**Work required**
Your task is to transcribe, word for word, the line containing "In this exercise you will tag the golden" and all lines that follow it to the end of the entries. Leave out the pictures.

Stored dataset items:
##########
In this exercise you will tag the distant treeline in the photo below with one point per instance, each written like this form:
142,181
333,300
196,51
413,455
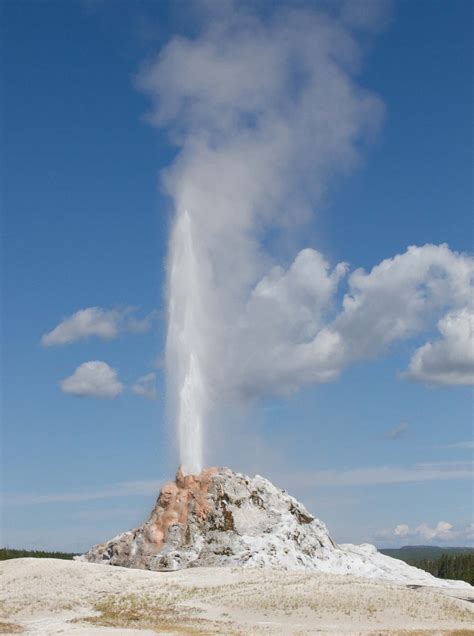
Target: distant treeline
9,553
449,566
445,563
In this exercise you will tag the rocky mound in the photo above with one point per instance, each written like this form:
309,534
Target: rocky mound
223,518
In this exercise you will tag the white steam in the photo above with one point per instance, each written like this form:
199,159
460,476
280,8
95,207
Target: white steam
265,114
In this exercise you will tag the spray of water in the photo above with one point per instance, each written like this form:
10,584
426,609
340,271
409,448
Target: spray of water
185,348
265,113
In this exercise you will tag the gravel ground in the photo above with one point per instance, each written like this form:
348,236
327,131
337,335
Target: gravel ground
50,596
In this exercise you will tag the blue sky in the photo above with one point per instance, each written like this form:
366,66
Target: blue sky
85,224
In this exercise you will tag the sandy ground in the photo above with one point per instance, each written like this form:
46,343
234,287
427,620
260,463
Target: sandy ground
50,596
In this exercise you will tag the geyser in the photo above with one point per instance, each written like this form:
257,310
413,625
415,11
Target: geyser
184,346
265,114
221,518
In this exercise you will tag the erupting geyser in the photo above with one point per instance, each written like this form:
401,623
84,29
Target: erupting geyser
184,345
221,518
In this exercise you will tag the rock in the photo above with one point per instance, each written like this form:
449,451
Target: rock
223,518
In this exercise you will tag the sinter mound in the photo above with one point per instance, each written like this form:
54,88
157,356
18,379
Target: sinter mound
223,518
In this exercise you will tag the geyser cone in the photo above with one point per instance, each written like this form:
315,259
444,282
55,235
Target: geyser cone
222,518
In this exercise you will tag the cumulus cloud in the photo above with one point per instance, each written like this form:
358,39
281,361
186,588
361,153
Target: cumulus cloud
95,379
397,431
95,322
443,531
146,386
449,360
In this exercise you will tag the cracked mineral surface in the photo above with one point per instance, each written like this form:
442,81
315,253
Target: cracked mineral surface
222,518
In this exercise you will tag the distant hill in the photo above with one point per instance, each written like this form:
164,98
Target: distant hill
11,553
410,553
444,563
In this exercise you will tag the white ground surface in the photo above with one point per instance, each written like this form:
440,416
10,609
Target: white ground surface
42,596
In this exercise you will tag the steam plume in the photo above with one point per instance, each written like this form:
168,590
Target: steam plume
265,114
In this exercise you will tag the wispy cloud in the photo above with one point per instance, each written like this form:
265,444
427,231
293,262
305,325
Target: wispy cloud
96,322
378,475
442,531
119,489
94,378
397,431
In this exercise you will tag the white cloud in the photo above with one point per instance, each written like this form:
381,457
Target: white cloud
401,530
397,431
443,531
93,378
146,386
265,115
95,321
450,360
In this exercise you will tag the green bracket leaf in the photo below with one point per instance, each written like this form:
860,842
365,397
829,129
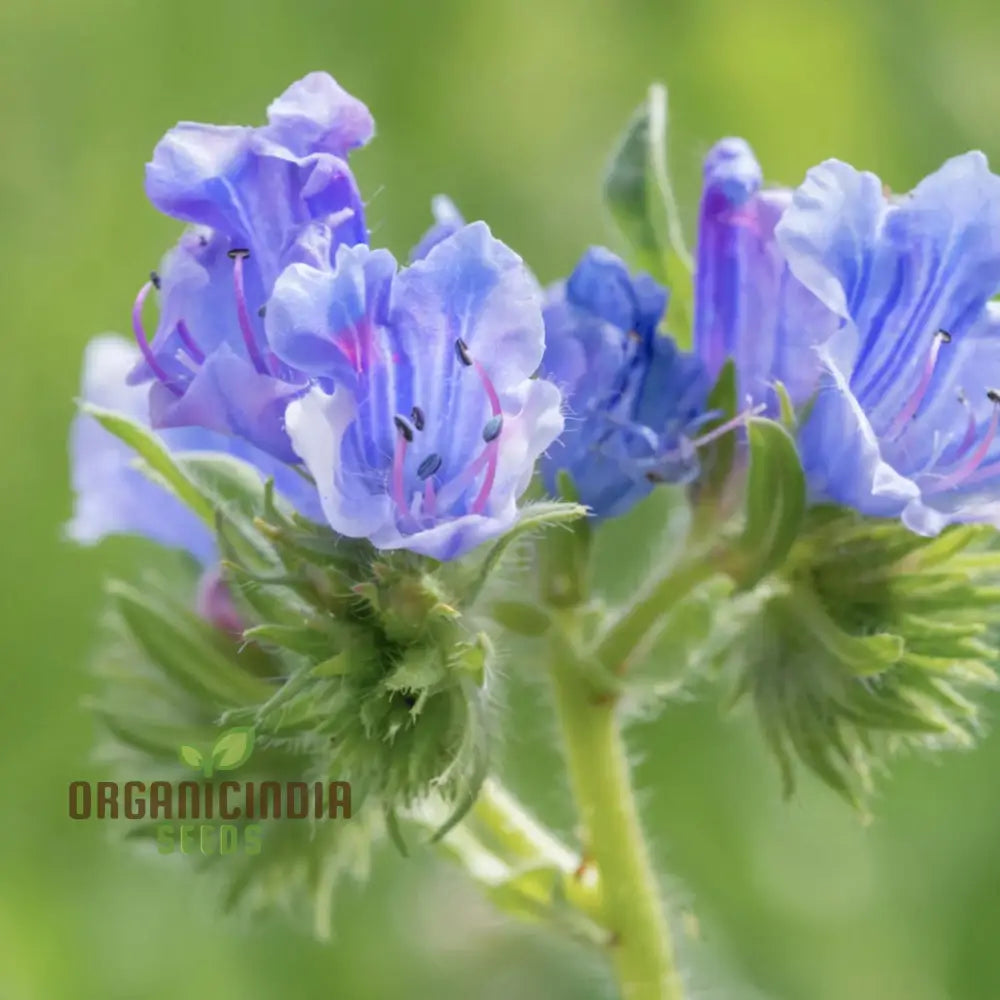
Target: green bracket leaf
638,192
775,504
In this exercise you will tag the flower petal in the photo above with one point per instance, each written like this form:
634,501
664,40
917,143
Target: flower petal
230,397
842,457
315,114
748,306
324,322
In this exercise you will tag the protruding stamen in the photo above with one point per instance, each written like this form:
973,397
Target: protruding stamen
908,411
429,466
493,428
196,353
140,339
238,255
491,453
969,465
404,427
429,508
491,392
462,350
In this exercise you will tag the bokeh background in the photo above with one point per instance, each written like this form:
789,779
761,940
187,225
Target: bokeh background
510,106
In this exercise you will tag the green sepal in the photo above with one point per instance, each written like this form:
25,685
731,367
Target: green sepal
521,618
775,504
638,193
185,648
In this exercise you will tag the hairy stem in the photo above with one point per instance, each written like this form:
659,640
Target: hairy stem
641,947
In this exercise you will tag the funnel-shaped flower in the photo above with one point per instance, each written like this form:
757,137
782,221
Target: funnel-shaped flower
748,305
113,497
634,401
906,416
258,199
434,425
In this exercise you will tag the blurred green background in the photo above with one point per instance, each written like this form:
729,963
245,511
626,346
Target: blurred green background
510,107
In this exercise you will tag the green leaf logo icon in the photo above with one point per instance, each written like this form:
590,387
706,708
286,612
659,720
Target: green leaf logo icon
192,756
232,749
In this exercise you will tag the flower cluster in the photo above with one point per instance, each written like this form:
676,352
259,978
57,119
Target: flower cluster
419,399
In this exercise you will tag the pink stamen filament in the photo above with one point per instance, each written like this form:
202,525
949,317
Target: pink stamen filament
399,457
196,353
970,428
491,391
246,326
917,397
430,498
966,468
140,339
491,455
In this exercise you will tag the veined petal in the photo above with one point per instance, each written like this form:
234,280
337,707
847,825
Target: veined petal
898,271
447,221
230,397
842,457
632,398
317,424
325,323
748,306
474,288
316,114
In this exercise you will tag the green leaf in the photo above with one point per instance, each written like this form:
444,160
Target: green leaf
185,648
145,443
192,756
717,458
524,619
775,503
787,409
233,748
638,193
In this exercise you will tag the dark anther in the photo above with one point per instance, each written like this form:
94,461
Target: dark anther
462,350
429,465
404,427
493,428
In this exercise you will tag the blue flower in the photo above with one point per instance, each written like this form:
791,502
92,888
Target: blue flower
257,199
447,220
113,497
748,305
434,423
633,399
905,419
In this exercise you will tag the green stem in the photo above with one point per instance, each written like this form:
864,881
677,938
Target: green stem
632,628
521,840
599,773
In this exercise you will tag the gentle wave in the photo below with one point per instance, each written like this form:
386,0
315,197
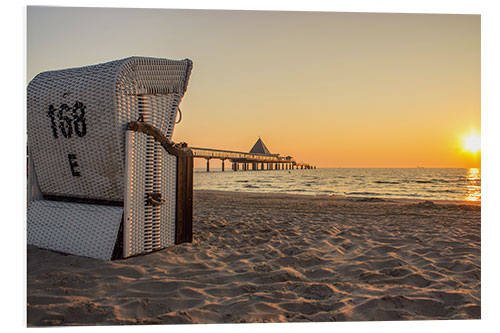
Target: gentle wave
447,184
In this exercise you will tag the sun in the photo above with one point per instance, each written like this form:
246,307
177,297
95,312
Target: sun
471,143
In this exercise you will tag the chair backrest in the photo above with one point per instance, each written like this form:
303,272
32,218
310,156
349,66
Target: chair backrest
77,119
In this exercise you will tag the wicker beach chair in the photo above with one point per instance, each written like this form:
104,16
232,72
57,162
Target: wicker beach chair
105,181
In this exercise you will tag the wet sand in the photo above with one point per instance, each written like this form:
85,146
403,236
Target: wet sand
278,258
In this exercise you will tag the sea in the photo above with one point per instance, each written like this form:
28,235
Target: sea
413,183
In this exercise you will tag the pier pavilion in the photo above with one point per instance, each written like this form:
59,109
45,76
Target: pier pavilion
258,158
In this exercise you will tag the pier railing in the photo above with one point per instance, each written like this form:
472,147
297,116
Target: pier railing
249,161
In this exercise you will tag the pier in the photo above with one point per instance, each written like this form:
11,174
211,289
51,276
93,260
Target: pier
259,158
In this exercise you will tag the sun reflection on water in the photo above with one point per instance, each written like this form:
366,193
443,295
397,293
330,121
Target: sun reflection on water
473,184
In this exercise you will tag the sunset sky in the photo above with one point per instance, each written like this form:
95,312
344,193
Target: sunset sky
331,89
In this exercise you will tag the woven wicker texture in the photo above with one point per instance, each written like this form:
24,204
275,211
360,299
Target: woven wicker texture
149,169
77,119
85,230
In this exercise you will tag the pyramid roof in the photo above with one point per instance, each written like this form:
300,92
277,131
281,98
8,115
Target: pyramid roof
260,148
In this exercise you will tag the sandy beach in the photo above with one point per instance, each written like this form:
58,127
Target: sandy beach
278,258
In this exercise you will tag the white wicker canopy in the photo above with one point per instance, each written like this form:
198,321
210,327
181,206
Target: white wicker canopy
78,117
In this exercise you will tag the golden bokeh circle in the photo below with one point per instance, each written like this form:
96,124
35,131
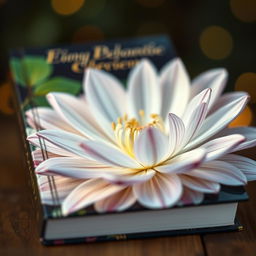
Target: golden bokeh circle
216,42
247,82
244,119
66,7
244,10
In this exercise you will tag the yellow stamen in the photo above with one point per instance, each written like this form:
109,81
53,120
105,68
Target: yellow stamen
126,130
113,125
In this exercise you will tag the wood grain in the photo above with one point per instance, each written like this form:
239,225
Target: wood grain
237,243
18,232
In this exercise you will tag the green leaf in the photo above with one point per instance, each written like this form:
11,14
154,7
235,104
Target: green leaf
17,71
31,70
58,84
37,69
41,101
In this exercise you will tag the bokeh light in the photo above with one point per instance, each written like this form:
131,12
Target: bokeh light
247,82
244,119
216,42
87,33
244,10
150,3
91,9
66,7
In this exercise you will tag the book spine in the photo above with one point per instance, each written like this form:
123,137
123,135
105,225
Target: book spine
236,227
31,177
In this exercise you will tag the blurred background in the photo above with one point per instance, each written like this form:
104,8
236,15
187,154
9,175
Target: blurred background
206,34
##########
**Result for this task**
In this exercise you will tag the golden bokeh circle in the photo below with one point per instance, each written like this form:
96,124
35,131
Target: golden bokeh circle
216,42
247,82
244,119
66,7
244,10
In this exercise you will tag the yellow stamen in the photo above with one point per instance, each written like this form:
109,81
53,120
105,68
Target: yellow stamen
126,130
113,125
In this exercise you will tag the wood grain in the photo above with one point per instance, each written like this form:
239,225
Target: wood grain
237,243
18,232
In this exercise you will tag the green leaf in the photo above with one point per instance, each written like this form:
11,14
154,7
235,104
Target: green leaf
17,71
31,70
58,84
37,69
41,101
In this exercise you will tag the bokeh light in the photo above with one point per instance, each written like this form:
131,12
Target: bokeh light
247,82
244,119
216,42
87,33
244,10
150,3
91,9
66,7
In this exercise you will tag the book spine in the photo above with one point per instance, each written like this form:
123,137
123,135
105,225
Target: book spine
236,227
31,177
In this exercise you will tag the blurred background in the photo above with one point per instance, each written like this form:
104,8
236,15
187,154
9,175
Target: blurred background
206,34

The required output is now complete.